**Things to do:**
1. From the text about ChatGPT below, print the passage from "AI is NOT, I" up to and including "what mining is.".
2. According to the text about ChatGPT below, what is AI rather than a worker?

**Text shown:**
------------------------------------------------

ChatGPT shouldn’t be used as a replacement for research. It’s not meant for that. This kind of data needs to be verified, regardless of the source – be it a machine or a human writer researching on a machine (by Googling, usually).
ChatGPT can code. Better than I can. Better than most human coders. But, in order to ChatGPT to produce usable code it needs inputs. Lots of them. I might as well coded the damn thing myself. Where ChatGPT shines are small chunks of code, and I tried to use them, but it felt like cheating, or, even worse, as dumbing myself intentionally.
I can compare tha to using a calculator. Now that we have them, should we stop learning calculus?
I don’t deny AI’s usability when it comes to combing through copious amounts of data and extracting all kinds of useful or less useful information, but ultimately it’s a tool.
AI is NOT, I repeat, NOT taking jobs away from humans. It’s a tool, not a worker.
David Hedrick
The author and many of the replies simply have no idea what mining is.
Evidently they live in major cities and the only contact they have is with the c suite and engineers, (geological) reality tv etc
News for you, that’s only 1% of the industry and the rest of the people actually produce ore, not paper.

------------------------------------------------

**Supplied records:**

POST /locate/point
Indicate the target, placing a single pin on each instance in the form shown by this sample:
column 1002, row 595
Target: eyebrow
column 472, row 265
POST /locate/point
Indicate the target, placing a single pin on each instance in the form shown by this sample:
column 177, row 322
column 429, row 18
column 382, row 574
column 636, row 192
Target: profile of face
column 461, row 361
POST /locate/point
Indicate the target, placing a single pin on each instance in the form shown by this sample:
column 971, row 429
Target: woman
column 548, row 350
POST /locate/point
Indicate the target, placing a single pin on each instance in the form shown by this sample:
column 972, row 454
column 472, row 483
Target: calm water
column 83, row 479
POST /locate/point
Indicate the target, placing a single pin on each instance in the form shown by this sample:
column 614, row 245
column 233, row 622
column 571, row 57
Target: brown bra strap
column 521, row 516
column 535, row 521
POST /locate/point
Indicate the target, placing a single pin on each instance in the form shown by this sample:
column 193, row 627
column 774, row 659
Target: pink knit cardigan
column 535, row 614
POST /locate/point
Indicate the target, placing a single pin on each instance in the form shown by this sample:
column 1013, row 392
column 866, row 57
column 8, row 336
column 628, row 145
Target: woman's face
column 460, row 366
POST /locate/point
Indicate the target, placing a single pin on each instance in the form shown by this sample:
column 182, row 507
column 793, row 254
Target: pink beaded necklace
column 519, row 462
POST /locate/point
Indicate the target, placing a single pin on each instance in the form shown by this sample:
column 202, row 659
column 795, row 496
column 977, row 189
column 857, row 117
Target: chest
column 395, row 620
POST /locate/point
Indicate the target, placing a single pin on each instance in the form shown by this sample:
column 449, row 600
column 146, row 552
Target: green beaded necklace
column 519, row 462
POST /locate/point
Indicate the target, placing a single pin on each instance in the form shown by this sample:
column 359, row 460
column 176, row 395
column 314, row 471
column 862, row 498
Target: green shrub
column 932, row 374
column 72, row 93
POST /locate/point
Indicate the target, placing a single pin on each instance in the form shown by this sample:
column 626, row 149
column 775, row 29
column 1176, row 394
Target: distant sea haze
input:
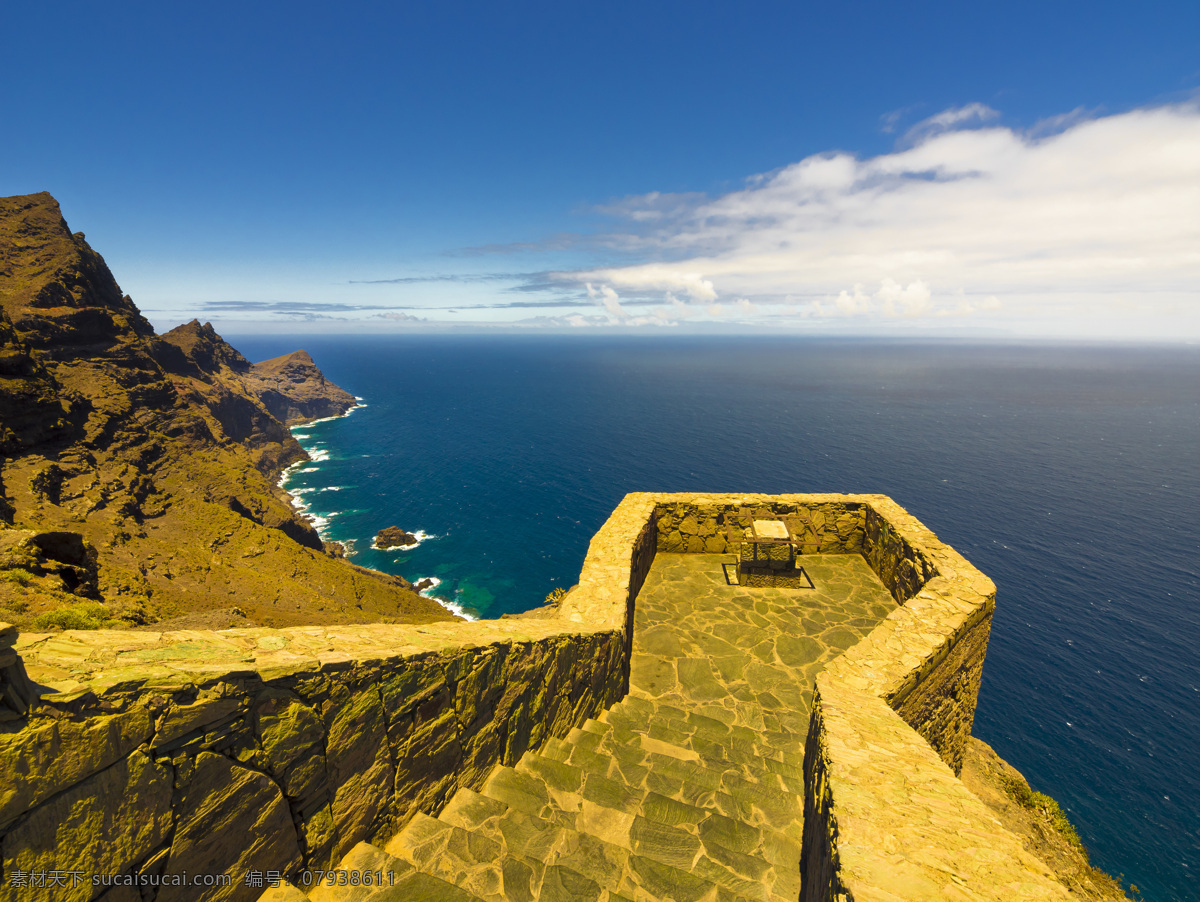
column 1068, row 474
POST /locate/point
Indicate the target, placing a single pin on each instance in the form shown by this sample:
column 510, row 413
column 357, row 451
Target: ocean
column 1069, row 474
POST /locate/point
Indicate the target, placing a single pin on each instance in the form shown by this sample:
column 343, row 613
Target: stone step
column 781, row 727
column 628, row 756
column 661, row 863
column 635, row 876
column 738, row 759
column 768, row 743
column 749, row 801
column 484, row 867
column 364, row 859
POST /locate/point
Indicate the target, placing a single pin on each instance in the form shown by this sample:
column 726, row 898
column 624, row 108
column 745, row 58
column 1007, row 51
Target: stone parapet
column 274, row 750
column 281, row 749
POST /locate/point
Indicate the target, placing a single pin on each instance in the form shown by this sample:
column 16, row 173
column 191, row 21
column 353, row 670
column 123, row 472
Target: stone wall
column 714, row 524
column 280, row 749
column 274, row 750
column 886, row 816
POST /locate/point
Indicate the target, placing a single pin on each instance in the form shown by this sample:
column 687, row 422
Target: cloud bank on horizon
column 1080, row 227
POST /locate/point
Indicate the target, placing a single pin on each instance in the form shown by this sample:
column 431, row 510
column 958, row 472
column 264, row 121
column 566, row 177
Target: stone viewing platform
column 665, row 733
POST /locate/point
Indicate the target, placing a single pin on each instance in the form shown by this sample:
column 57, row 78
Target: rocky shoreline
column 139, row 475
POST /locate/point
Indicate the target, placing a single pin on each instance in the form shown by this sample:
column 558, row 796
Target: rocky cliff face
column 295, row 391
column 159, row 455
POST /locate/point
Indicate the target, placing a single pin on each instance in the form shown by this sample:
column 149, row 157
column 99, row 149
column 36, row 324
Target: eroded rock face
column 394, row 537
column 159, row 452
column 102, row 825
column 231, row 819
column 295, row 391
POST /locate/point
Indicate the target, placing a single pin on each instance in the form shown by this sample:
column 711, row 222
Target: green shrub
column 1026, row 798
column 88, row 615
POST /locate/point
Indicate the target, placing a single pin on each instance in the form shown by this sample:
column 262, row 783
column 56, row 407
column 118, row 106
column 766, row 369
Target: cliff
column 295, row 391
column 139, row 470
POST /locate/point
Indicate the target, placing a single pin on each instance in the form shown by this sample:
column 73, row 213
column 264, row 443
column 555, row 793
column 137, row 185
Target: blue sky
column 876, row 168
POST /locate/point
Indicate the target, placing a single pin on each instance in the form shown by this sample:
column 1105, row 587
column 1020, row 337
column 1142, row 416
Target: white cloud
column 949, row 119
column 607, row 299
column 1033, row 234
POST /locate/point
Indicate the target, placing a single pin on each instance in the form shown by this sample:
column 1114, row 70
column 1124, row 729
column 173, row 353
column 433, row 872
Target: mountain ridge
column 161, row 453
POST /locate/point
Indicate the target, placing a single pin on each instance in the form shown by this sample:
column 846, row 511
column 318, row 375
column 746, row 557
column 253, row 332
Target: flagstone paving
column 689, row 789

------------------------------------------------

**Answers to each task:**
1.
AI is NOT, I repeat, NOT taking jobs away from humans. It’s a tool, not a worker.
David Hedrick
The author and many of the replies simply have no idea what mining is.

2. A tool.